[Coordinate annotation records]

_ _ _ _

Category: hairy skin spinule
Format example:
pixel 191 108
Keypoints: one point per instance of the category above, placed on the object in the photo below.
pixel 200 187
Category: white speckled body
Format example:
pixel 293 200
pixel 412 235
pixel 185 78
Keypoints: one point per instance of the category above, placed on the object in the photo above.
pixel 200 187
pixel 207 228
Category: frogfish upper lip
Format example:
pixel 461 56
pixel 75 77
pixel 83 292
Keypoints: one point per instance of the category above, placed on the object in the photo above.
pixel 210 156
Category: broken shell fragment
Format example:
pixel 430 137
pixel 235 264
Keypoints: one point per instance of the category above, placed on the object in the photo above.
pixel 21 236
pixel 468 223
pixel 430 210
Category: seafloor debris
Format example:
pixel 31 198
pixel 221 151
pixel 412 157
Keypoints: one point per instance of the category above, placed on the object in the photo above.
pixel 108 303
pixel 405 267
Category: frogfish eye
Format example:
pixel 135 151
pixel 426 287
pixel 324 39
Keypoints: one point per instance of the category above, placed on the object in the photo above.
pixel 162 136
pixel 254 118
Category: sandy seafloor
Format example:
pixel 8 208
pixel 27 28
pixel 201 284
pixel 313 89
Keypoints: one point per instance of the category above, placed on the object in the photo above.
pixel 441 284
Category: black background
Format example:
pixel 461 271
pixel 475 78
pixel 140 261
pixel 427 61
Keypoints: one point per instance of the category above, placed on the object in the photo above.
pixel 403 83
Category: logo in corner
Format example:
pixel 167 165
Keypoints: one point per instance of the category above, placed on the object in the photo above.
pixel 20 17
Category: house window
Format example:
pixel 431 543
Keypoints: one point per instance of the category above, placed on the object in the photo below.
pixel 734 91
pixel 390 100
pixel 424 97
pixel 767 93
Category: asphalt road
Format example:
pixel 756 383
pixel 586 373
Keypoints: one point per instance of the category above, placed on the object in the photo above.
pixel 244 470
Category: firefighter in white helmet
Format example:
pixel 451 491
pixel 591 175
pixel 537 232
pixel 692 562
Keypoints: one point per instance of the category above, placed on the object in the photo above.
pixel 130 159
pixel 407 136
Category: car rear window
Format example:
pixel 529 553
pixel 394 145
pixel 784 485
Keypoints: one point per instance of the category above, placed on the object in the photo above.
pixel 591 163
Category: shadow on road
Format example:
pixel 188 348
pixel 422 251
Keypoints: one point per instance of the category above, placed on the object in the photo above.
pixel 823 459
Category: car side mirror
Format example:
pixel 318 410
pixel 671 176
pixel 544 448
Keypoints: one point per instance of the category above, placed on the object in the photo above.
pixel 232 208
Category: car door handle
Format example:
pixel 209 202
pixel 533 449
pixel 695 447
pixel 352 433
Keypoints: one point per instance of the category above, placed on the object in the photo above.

_ _ _ _

_DIRECTION_
Please copy out the listing again, replacing each "Format example" with "Sample format" and changing nothing else.

_EXERCISE OUTPUT_
Category: hairy skin spinule
Sample format:
pixel 191 108
Keypoints: one point per instance of the category above, placed on the object in the photo below.
pixel 200 187
Category: white speckled body
Sample format:
pixel 293 200
pixel 412 235
pixel 185 78
Keypoints: one point per instance of the category above, placed on the object in the photo above.
pixel 200 187
pixel 207 228
Category: frogfish upper lip
Sample format:
pixel 461 56
pixel 75 77
pixel 83 292
Keypoints: one point per instance of the category above, placed on the object in the photo above.
pixel 210 156
Category: broken shell fragment
Sample format:
pixel 430 137
pixel 235 264
Keypoints: one point per instance of the category above, placed on the object in the photo above.
pixel 21 236
pixel 468 223
pixel 430 210
Category: seafloor debris
Sample format:
pixel 31 198
pixel 221 151
pixel 412 157
Keypoints: one point per instance of the category above, placed on the object in the photo above.
pixel 108 303
pixel 405 267
Category: frogfish eye
Sample format:
pixel 135 151
pixel 426 287
pixel 324 39
Keypoints: one point per instance of the category above, placed on the object in the photo above.
pixel 162 136
pixel 254 118
Category: sandy seafloor
Sample format:
pixel 8 208
pixel 27 28
pixel 201 284
pixel 313 89
Keypoints: one point per instance of the category above, placed on the object in the photo above.
pixel 441 284
Category: black background
Sample format:
pixel 461 271
pixel 475 78
pixel 140 261
pixel 427 61
Keypoints: one point per instance of the category above, placed on the object in the photo above.
pixel 403 83
Category: logo in corner
Sample format:
pixel 167 165
Keypoints: one point per instance of the category above, placed on the object in the photo above.
pixel 20 17
Category: house window
Sample format:
pixel 431 543
Keypoints: one point per instance of the category above, placed on the object in the photo below.
pixel 734 91
pixel 390 100
pixel 424 97
pixel 767 93
Category: asphalt road
Sample format:
pixel 756 383
pixel 586 373
Keypoints: one point per instance of the category above, placed on the object in the photo above.
pixel 244 470
Category: firefighter in white helmet
Sample format:
pixel 451 491
pixel 591 175
pixel 537 232
pixel 692 562
Keypoints: one point per instance of the category above, placed on the object in the photo above.
pixel 130 159
pixel 407 136
Category: car rear window
Sample format:
pixel 529 553
pixel 394 145
pixel 784 485
Keypoints: one point per instance of the category above, placed on the object in the photo above.
pixel 591 163
Category: shadow on road
Sample format:
pixel 188 348
pixel 422 251
Keypoints: one point per instance of the category above, placed on the object in the photo above.
pixel 823 459
Category: car side mirror
Sample format:
pixel 318 410
pixel 671 176
pixel 544 448
Keypoints: one point per instance of the category above, placed on the object in the photo above.
pixel 232 208
Category: car door handle
Sample format:
pixel 209 202
pixel 533 449
pixel 695 447
pixel 352 433
Keypoints: one point per instance of the category above, placed on the object in the photo above.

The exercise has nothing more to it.